— Begin —
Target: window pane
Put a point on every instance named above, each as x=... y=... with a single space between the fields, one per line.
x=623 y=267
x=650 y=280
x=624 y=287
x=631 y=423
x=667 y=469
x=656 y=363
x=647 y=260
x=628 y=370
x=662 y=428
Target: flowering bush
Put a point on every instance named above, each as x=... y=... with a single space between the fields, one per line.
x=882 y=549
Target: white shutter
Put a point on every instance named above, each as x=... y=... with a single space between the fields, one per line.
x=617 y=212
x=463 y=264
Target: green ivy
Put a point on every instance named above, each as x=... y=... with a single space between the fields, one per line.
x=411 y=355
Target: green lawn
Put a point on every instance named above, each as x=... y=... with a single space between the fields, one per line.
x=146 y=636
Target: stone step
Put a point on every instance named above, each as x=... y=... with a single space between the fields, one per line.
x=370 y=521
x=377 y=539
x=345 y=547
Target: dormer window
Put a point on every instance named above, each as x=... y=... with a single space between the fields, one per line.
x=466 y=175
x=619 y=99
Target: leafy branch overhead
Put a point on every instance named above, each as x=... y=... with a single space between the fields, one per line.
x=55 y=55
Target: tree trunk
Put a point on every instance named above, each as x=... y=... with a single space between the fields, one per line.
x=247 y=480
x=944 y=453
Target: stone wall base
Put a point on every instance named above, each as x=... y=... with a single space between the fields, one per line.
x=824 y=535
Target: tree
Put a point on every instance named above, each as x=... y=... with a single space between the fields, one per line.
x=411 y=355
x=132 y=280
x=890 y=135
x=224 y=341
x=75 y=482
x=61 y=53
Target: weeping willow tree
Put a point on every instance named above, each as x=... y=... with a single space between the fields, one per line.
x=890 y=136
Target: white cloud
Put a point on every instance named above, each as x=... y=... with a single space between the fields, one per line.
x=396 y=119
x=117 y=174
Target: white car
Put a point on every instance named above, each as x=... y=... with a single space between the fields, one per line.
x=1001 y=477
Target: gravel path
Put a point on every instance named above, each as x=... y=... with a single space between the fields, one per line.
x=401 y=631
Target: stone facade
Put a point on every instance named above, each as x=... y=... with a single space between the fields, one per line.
— End —
#### PROBLEM TO WORK ON
Nothing should be changed: write out all of the data as is.

#### RESPONSE TO THIS TASK
Target: window pane
Put a point on every instance named above, each as x=... y=... with a single space between the fields, one per line.
x=623 y=267
x=650 y=280
x=624 y=287
x=631 y=423
x=667 y=469
x=656 y=363
x=647 y=260
x=628 y=370
x=662 y=428
Target: flowering bush
Put a point on every instance named above, each as x=... y=... with a single space between the fields, one per line.
x=882 y=549
Target: white shutter
Put a point on every instance named above, each as x=... y=... with a single space between the fields, one per line.
x=617 y=212
x=463 y=264
Target: green ivy
Put a point on every instance named above, each as x=... y=... with a single space between the fields, one per line.
x=411 y=355
Target: green lawn
Put a point on every instance named above, each as x=... y=... with a single space between the fields, one per line.
x=146 y=636
Target: stone step
Put a point on every instance named above, each as x=... y=... with a single space between the fields, one per line.
x=370 y=521
x=377 y=539
x=345 y=547
Target: dormer window
Put a point on every instance named above, each as x=... y=... with a single space between the fields, one per line.
x=466 y=175
x=619 y=99
Target: leafy branch overhead
Put a point on every instance named above, each as x=... y=... with a single space between the fields, one per line.
x=55 y=55
Target: tree trunk
Put a point on every instance named above, each as x=... y=... with a single space between the fields, one per line.
x=247 y=480
x=944 y=453
Target: stone wall base
Put a point on every instance named above, each as x=... y=... with a single space between the fields, one per line.
x=824 y=535
Target: tree
Put a point on every instance named above, each as x=... y=... with a single space between the fields, one per line.
x=411 y=355
x=132 y=280
x=890 y=135
x=224 y=341
x=75 y=482
x=61 y=53
Target: weeping willow tree
Put a point on every instance named above, each as x=... y=... with a single space between the fields, one per line.
x=890 y=136
Target: white cloud
Put a point on every instance named above, each as x=... y=... with a single space between the fields, one per line.
x=396 y=119
x=117 y=174
Target: white car
Put a point on every instance named above, each as x=... y=... with a single space between the fields, one per line.
x=1001 y=477
Target: gravel path
Put a point on every instance named above, each as x=... y=... with a single space between the fields, one per line.
x=401 y=631
Target: stone facade
Put a point on every instance named above, each as x=... y=... with a single space between the fields, one per line.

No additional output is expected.